Search the data for the word "below" and copy every line where it occurs.

***** AVAILABLE RECORDS *****

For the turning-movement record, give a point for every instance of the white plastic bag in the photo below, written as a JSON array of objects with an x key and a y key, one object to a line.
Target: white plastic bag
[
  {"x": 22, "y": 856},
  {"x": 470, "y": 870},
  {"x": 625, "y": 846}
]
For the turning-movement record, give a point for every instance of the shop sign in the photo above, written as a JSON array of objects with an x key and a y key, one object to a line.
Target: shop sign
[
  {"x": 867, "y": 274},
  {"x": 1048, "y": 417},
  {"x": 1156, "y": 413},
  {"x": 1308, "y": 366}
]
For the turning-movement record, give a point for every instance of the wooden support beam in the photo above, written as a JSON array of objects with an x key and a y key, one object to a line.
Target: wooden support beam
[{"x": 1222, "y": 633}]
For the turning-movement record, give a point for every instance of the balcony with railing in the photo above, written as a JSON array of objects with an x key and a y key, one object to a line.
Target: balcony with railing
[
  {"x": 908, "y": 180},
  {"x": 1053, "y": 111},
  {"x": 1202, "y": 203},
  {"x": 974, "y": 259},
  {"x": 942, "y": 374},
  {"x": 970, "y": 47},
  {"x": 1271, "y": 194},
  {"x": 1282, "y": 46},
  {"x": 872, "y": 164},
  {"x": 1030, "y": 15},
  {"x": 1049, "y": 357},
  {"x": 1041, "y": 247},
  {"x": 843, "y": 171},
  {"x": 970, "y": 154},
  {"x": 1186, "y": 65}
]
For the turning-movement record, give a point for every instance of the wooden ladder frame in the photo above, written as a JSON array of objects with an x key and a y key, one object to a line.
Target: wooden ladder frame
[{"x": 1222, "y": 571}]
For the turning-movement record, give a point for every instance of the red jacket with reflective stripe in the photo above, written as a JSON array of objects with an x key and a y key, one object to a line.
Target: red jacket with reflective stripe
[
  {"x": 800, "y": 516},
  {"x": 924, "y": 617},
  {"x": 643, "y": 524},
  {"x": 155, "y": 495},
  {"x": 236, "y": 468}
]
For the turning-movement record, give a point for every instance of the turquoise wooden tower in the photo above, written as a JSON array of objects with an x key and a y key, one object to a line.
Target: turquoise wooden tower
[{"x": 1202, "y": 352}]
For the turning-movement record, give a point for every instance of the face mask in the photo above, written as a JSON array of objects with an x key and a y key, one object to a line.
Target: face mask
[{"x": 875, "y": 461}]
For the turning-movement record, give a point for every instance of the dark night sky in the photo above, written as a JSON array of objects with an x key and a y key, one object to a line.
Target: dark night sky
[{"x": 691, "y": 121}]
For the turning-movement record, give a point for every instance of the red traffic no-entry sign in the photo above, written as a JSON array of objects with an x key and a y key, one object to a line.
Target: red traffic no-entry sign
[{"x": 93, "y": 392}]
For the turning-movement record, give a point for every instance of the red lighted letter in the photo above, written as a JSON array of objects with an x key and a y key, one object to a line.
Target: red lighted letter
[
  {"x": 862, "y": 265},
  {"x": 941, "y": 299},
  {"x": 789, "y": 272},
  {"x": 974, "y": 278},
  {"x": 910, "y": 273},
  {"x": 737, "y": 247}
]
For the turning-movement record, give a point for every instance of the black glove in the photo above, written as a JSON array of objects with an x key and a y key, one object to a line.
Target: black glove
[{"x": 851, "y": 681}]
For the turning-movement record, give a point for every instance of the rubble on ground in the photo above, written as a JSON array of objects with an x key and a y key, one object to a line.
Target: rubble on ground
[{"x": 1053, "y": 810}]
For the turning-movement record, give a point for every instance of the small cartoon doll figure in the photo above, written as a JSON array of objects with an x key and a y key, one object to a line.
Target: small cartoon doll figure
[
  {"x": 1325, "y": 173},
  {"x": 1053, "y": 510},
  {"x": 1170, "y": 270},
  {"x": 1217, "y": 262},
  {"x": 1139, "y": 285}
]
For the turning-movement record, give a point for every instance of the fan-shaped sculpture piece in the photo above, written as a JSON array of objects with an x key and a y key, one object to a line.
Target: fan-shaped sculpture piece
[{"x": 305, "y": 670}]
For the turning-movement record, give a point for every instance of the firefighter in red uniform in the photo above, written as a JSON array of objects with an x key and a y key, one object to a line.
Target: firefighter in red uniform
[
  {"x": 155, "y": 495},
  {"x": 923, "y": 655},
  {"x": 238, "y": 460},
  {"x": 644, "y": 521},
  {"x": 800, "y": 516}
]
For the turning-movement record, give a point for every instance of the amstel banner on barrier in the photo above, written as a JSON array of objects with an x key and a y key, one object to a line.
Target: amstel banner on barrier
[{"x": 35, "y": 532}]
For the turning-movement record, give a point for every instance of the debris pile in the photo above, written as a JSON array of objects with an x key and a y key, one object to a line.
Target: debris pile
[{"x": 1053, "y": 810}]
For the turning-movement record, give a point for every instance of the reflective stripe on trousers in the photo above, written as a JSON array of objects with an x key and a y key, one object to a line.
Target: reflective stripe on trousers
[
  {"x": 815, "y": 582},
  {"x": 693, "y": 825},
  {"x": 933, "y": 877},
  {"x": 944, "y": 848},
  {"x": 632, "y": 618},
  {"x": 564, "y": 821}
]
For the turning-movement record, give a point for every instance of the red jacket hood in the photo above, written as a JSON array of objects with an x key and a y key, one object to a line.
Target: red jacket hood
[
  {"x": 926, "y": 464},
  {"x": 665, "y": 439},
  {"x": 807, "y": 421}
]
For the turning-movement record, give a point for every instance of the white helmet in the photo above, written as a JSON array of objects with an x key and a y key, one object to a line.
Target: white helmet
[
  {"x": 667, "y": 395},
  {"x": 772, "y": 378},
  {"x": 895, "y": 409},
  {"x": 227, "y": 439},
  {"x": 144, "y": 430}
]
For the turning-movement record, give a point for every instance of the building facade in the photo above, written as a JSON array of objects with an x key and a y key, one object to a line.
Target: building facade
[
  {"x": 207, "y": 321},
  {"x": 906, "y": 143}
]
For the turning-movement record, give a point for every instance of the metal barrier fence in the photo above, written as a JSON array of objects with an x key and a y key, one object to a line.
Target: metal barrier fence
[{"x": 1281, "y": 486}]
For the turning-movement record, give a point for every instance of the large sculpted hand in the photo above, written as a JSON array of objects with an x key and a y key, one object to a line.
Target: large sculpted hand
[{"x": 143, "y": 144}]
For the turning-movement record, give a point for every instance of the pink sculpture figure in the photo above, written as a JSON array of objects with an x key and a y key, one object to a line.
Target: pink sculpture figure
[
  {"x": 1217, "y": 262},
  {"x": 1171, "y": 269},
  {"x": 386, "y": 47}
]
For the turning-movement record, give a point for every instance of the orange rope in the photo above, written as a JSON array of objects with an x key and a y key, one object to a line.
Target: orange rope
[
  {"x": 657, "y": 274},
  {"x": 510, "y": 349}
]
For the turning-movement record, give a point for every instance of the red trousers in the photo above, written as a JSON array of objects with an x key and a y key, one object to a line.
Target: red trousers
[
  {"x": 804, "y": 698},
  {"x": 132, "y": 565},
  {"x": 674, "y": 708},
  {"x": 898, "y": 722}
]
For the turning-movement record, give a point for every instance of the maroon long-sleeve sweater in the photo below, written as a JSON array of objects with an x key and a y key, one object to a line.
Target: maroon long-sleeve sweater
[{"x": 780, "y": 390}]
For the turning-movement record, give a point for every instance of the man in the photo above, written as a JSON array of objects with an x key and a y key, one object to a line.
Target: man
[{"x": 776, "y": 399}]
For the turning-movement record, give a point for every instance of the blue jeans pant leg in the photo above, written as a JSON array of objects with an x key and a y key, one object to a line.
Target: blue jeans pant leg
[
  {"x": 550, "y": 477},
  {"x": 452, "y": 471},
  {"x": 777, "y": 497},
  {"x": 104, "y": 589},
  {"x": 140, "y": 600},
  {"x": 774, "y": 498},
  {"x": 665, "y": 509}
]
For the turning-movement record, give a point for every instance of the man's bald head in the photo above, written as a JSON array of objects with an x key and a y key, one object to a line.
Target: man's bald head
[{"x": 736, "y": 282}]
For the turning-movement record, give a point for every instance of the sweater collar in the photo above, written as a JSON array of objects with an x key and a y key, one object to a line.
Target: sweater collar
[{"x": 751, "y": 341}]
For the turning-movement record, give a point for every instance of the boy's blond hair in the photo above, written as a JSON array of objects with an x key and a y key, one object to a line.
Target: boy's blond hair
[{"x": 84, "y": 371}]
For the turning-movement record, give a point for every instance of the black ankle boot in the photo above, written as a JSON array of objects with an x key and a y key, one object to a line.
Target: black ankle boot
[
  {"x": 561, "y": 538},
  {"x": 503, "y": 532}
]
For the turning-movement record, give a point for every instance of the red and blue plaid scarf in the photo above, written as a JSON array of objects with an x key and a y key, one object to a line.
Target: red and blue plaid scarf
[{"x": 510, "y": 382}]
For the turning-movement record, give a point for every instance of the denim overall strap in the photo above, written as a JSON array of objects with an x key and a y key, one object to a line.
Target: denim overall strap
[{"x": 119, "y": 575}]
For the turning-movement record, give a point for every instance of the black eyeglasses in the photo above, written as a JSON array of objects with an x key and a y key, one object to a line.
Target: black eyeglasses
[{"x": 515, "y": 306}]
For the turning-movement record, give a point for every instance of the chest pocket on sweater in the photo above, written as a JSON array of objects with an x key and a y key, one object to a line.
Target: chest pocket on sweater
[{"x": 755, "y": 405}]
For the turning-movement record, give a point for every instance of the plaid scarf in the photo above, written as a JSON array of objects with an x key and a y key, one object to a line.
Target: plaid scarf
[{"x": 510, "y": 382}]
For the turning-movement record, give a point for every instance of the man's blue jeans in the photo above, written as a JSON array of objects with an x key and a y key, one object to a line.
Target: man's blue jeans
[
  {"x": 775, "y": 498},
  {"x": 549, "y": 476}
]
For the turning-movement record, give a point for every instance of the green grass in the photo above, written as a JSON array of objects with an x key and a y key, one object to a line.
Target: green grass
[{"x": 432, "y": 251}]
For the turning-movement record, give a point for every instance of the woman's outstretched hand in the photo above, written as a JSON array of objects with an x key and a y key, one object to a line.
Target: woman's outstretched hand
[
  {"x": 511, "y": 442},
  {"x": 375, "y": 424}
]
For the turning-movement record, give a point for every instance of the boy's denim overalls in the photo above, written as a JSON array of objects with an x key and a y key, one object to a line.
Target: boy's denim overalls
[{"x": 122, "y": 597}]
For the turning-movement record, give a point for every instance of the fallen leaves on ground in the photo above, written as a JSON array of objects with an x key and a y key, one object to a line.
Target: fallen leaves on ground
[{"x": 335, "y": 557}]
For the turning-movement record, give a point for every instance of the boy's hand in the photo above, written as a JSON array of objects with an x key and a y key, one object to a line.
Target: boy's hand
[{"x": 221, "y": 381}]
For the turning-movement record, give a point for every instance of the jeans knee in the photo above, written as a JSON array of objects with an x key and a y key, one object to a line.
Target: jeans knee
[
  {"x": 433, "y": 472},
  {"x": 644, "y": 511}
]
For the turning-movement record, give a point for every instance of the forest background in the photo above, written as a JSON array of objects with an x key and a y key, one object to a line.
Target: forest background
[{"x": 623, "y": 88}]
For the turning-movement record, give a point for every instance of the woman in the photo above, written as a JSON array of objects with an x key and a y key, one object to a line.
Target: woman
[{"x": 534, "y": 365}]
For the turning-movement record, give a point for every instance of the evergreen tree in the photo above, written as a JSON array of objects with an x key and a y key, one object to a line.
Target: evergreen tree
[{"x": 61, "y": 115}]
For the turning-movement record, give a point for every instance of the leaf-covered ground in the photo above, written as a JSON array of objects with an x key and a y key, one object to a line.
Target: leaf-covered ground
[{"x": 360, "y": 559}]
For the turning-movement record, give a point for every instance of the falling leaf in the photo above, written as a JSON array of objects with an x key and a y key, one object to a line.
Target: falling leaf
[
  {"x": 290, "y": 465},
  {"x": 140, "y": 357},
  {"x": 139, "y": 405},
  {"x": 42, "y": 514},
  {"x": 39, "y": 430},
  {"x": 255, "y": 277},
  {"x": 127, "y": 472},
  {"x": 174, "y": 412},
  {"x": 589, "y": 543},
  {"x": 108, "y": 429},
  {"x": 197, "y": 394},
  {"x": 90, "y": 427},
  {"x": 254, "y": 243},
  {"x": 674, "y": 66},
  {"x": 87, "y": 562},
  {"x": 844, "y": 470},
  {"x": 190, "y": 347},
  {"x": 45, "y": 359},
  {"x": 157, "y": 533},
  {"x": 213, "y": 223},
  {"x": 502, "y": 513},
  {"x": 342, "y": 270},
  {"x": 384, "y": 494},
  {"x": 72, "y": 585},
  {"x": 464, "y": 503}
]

*****

- [ANSWER AREA]
For the turning-movement record, give a point for every instance of the white plastic bag in the photo below, written as a JSON array of objects with an x key and a y key, one object to a line.
For the turning-movement record, give a point for every instance of the maroon long-sleeve sweater in the photo below, written as a JSON array of objects with an x key and a y key, one object to a line.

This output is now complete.